___ TEXTO FORNECIDO ___
As nossas sociedades contemporâneas já não são apenas disciplinares, e também não vivemos plenamente em sociedades de controle. Talvez vivamos um entremeio entre disciplinamento e controle, um nem bem aquilo ao mesmo tempo de quase lá. Vejamos.
Um aspecto importante das sociedades de controle é a ilusão da liberdade, quer dizer, é permitido fazermos tudo ou quase tudo que quisermos. Escolas e fábricas, por exemplo, já não se organizam como estruturas tão rígidas como nos séculos XIX e XX. De fato, alguma liberdade conquistamos. Hoje é possível estudar online pela Internet e trabalhar em casa, pelo computador.
Mas toda liberdade vem junto com alguma responsabilidade. Esse é um ponto que não podemos ignorar: a “liberdade” e a “responsabilidade” que ganhamos parecem ser mais formas de opressão do que de emancipação da vida. Trabalhar em casa é algo que pode ser muito bom, mas exige de nós uma disciplina que vai muito além de horários e tarefas de escritório. Responder aos emails de casa significa sim que nos livramos do espaço delimitado de trabalho, mas também que temos de responder em tempo e que as exigências do trabalho invadiram todo nosso tempo e nosso espaço particular – antigamente eram apenas telefones, depois vieram os bips, daí chegaram os emails e agora com os smartphones ninguém mais se surpreende em responder às convocatórias às 21h00, pois estamos permanentemente “conectados”, “ligados”, “24/7”, estamos “on(line)” até quando estamos “off(line)”, pois os perfis nas redes sociais e nos portais institucionais nunca dormem (dormimos?).
___ ENTRADAS SELECIONADAS ___
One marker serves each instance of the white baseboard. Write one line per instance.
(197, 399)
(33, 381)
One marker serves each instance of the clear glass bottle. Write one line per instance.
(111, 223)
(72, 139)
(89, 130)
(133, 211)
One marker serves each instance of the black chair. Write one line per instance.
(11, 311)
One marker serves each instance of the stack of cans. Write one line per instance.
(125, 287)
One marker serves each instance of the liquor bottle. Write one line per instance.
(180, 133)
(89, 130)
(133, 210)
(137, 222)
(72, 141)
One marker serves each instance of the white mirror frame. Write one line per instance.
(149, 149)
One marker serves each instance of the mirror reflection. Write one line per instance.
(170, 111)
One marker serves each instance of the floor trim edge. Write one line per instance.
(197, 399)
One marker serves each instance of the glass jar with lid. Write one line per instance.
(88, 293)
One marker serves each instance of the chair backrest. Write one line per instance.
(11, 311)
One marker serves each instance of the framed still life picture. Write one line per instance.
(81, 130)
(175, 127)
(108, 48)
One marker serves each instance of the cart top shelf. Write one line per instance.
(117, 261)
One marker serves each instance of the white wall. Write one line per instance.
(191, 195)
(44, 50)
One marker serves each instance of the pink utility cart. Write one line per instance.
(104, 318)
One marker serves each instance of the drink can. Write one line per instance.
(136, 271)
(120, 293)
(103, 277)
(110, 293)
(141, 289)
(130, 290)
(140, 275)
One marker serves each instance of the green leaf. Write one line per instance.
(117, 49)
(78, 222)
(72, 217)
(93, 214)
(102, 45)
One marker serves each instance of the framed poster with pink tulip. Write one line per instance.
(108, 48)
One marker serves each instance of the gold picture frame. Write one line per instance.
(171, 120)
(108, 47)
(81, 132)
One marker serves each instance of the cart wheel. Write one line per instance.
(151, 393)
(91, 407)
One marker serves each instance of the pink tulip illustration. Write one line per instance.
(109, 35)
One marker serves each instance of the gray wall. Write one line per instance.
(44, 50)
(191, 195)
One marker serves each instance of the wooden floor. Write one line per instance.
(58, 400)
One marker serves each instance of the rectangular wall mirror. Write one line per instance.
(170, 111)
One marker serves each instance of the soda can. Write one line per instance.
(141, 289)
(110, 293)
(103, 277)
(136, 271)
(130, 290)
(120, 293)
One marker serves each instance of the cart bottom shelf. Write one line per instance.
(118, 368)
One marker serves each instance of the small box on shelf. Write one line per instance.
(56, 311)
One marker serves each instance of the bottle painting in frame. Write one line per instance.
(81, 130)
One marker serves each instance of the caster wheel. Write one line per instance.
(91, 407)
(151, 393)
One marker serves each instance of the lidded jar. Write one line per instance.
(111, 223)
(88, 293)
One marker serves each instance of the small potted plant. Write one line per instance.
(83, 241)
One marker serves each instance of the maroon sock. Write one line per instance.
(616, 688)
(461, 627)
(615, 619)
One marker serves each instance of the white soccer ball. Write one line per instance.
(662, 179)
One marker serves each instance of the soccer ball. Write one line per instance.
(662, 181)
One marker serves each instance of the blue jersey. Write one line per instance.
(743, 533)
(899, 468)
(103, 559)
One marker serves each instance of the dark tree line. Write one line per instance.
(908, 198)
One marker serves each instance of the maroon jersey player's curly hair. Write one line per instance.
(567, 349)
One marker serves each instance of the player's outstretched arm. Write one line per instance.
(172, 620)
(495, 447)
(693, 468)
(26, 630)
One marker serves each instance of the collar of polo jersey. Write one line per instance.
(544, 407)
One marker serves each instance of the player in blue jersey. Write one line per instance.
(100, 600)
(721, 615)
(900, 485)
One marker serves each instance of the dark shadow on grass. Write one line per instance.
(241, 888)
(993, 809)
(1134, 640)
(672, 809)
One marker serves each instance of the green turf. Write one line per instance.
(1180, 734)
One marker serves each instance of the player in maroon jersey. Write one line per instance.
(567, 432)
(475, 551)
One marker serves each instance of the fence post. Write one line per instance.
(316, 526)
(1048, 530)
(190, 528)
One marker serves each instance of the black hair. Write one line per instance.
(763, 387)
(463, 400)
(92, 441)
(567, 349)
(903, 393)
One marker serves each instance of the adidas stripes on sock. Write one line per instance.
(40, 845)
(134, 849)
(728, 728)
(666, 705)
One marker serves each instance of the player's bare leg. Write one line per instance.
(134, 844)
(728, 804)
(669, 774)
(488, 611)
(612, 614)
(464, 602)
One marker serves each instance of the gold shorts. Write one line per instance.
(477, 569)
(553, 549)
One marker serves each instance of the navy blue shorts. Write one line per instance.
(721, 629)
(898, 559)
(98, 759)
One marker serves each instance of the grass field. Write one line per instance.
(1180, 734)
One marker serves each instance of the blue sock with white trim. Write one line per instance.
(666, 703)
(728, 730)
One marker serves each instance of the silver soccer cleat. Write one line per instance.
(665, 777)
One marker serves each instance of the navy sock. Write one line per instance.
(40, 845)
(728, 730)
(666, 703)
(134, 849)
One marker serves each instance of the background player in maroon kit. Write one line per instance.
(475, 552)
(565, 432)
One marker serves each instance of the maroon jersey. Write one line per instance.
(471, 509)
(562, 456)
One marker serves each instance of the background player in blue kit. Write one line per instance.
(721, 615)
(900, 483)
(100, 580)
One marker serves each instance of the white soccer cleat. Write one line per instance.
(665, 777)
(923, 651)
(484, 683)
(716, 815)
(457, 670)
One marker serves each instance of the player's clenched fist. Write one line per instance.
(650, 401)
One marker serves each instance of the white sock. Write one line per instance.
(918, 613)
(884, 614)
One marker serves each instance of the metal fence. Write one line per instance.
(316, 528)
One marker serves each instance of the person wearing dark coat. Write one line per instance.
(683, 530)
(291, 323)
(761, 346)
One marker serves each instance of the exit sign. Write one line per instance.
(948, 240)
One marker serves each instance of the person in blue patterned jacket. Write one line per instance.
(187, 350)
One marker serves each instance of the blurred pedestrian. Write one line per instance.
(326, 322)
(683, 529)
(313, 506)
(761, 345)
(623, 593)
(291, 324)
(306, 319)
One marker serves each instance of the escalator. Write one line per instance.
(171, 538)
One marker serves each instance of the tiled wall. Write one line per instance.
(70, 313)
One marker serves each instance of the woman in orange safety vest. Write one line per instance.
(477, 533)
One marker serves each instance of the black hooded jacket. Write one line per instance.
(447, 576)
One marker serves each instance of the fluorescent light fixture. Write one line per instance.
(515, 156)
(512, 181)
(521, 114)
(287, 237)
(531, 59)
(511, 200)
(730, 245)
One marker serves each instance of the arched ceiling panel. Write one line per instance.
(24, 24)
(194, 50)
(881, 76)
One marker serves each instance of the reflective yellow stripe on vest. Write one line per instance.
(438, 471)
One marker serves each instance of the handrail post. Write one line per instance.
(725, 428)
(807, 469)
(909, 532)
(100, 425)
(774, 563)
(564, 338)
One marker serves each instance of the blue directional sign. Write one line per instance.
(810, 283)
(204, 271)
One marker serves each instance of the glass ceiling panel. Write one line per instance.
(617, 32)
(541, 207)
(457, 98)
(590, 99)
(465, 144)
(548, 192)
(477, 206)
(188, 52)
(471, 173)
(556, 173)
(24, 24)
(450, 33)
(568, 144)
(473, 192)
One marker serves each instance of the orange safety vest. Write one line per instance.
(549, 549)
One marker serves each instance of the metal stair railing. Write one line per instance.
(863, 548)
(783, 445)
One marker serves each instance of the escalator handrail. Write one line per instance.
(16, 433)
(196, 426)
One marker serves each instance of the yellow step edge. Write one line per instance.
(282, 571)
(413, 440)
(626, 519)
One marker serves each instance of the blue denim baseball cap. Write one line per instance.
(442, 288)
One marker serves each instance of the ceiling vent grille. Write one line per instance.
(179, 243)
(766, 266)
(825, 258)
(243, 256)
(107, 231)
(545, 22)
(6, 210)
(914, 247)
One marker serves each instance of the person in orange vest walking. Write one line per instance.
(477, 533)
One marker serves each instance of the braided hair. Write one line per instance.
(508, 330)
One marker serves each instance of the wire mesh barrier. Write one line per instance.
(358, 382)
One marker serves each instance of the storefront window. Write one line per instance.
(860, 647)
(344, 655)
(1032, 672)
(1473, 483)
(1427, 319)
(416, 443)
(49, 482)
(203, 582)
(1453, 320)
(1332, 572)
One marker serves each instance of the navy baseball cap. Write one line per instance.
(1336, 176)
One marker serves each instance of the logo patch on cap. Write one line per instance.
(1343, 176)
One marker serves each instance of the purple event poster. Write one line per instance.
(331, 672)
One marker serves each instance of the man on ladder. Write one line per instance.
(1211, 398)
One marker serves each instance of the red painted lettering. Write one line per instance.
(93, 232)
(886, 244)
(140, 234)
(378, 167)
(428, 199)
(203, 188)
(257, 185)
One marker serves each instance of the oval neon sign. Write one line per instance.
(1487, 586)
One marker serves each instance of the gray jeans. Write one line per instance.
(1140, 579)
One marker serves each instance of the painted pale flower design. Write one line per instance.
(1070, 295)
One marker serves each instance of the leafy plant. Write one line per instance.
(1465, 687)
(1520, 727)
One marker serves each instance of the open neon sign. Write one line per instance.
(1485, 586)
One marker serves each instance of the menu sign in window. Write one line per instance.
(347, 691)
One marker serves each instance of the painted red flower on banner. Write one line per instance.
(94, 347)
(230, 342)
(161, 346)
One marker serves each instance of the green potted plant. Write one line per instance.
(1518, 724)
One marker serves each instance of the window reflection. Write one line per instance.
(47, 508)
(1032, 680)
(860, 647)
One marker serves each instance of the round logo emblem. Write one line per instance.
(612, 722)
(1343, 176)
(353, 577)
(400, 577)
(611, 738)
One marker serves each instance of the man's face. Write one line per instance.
___
EXERCÍCIO A >>
Transcreva do texto sobre as sociedades de controle o trecho que vai de "As nossas sociedades" até "casa, pelo computador.".
EXERCÍCIO B >>
Resuma em duas frases o texto sobre as sociedades de controle.
As entradas não têm relação alguma com o texto.

RESPOSTA DA TAREFA A >>
As nossas sociedades contemporâneas já não são apenas disciplinares, e também não vivemos plenamente em sociedades de controle. Talvez vivamos um entremeio entre disciplinamento e controle, um nem bem aquilo ao mesmo tempo de quase lá. Vejamos.
Um aspecto importante das sociedades de controle é a ilusão da liberdade, quer dizer, é permitido fazermos tudo ou quase tudo que quisermos. Escolas e fábricas, por exemplo, já não se organizam como estruturas tão rígidas como nos séculos XIX e XX. De fato, alguma liberdade conquistamos. Hoje é possível estudar online pela Internet e trabalhar em casa, pelo computador.

RESPOSTA DA TAREFA B >>
As sociedades contemporâneas vivem um entremeio entre disciplinamento e controle, e um aspecto importante do controle é a ilusão da liberdade, como a possibilidade de estudar online e trabalhar em casa. Essa liberdade, porém, vem com uma responsabilidade que parece mais opressão do que emancipação, pois as exigências do trabalho invadiram todo o nosso tempo e espaço particular e nos mantêm permanentemente conectados.